- SET EXERCISE -
Copy out every line of the listing below word for word, keeping the same order and line breaks.

— start GIVEN DATA —

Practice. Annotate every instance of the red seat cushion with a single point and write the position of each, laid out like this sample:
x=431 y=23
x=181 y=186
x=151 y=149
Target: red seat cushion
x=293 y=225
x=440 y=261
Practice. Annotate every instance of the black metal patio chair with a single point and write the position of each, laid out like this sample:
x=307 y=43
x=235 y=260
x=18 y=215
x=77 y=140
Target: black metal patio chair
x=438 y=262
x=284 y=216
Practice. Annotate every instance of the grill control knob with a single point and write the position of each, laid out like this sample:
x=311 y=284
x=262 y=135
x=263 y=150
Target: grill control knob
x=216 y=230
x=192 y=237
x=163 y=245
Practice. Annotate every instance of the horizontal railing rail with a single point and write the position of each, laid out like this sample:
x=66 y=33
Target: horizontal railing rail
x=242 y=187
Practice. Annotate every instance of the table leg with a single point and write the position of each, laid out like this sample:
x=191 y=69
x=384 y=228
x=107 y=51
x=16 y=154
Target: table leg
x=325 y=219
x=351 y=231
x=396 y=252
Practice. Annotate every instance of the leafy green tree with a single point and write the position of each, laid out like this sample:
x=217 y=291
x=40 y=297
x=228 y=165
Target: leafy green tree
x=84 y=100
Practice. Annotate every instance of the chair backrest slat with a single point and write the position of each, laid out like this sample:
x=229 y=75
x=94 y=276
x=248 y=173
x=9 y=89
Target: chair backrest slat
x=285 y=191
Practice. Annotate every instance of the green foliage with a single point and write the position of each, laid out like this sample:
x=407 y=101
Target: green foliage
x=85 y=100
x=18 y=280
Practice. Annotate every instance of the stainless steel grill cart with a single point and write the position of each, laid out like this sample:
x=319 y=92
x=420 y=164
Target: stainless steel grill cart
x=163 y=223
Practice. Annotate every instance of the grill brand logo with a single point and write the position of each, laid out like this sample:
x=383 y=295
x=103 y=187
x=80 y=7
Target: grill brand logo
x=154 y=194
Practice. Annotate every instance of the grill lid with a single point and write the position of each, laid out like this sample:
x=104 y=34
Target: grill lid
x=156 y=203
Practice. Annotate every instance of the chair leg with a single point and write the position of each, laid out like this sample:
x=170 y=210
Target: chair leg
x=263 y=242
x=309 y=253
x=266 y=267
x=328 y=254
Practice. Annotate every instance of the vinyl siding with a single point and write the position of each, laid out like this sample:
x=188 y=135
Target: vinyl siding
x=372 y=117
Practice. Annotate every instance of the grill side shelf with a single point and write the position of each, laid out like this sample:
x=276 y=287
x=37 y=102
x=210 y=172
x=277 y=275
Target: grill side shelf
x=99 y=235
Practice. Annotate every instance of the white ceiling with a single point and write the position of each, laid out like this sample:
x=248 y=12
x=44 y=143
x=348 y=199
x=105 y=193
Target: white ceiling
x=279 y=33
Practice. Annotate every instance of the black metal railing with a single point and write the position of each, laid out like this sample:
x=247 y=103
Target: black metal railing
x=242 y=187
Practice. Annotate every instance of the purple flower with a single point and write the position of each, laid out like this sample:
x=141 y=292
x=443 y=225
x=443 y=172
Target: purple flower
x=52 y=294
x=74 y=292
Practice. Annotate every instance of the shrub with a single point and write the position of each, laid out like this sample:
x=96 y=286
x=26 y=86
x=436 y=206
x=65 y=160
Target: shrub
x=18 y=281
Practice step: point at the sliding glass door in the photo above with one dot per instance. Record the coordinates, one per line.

— end GIVEN DATA —

- COMPLETED TASK -
Practice. Annotate every instance of the red seat cushion with a single point and write the position of each, laid out like this sample:
x=431 y=23
x=181 y=186
x=151 y=149
Target: red seat cushion
x=293 y=225
x=440 y=261
Practice. Annotate every instance of the black metal patio chair with a single point and write the position of each, laid out like this sample:
x=307 y=43
x=235 y=260
x=18 y=215
x=77 y=140
Target: black metal patio chair
x=438 y=262
x=284 y=216
Practice. Annotate every instance of the grill control knob with a single point and write the position of each, laid out like this sample:
x=311 y=284
x=262 y=135
x=263 y=150
Target: grill control knob
x=216 y=230
x=192 y=237
x=163 y=245
Practice. Annotate every instance of the horizontal railing rail with a single point and write the position of each, laid out like this sample:
x=66 y=33
Target: horizontal railing rail
x=242 y=187
Practice. Annotate every instance of the table leg with a single point and write the position of each, laid out like this sample:
x=191 y=69
x=384 y=228
x=107 y=51
x=16 y=154
Target: table leg
x=325 y=219
x=351 y=231
x=396 y=252
Practice. Annotate every instance of the leafy green tree with a single point and write the position of each, laid out like this sample:
x=217 y=291
x=40 y=297
x=228 y=165
Target: leafy green tree
x=84 y=100
Practice. Annotate every instance of the chair backrest slat with a single point and write the position of each, laid out like this sample:
x=229 y=75
x=94 y=276
x=248 y=173
x=9 y=89
Target: chair backrest slat
x=285 y=191
Practice. Annotate every instance of the green foliage with a single point and write the position of each, laid out like this sample:
x=407 y=101
Target: green foliage
x=85 y=100
x=18 y=280
Practice. Annotate every instance of the stainless steel grill cart with a single point and write the position of each, laid out like this sample:
x=319 y=92
x=420 y=164
Target: stainless steel grill cart
x=163 y=223
Practice. Annotate every instance of the grill brand logo with a single point and write the position of each, laid out like this sample:
x=383 y=295
x=103 y=187
x=80 y=7
Target: grill brand logo
x=154 y=194
Practice. Annotate every instance of the grill lid with a single point and write the position of each, laid out like this sample:
x=104 y=34
Target: grill lid
x=156 y=203
Practice. Annotate every instance of the chair leg with a single point and write the position of each, laid out like this sample:
x=170 y=210
Target: chair leg
x=263 y=242
x=309 y=253
x=266 y=267
x=328 y=254
Practice. Annotate every instance of the vinyl siding with a single point and write the position of each, laid out like this sample:
x=188 y=135
Target: vinyl siding
x=372 y=117
Practice. Annotate every instance of the grill side shelf with a single point and write the position of each, laid out like this sample:
x=276 y=287
x=37 y=102
x=210 y=172
x=277 y=275
Target: grill side shelf
x=99 y=235
Practice. Annotate every instance of the white ceiling with a single point and write the position of each, laid out like this sample:
x=248 y=12
x=44 y=143
x=348 y=199
x=105 y=193
Target: white ceiling
x=279 y=33
Practice. Annotate every instance of the black metal railing with a single point and write the position of each, laid out like this sample:
x=247 y=103
Target: black metal railing
x=242 y=187
Practice. Annotate every instance of the purple flower with a single point and write the position of each, laid out like this sample:
x=141 y=292
x=443 y=225
x=443 y=172
Target: purple flower
x=52 y=294
x=74 y=292
Practice. Annotate every instance of the shrub with a single point and write the position of each, laid out like this sample:
x=96 y=286
x=26 y=86
x=436 y=206
x=65 y=160
Target: shrub
x=18 y=281
Practice step: point at the sliding glass door in the photo above with one dot per instance. Record the coordinates, one per line.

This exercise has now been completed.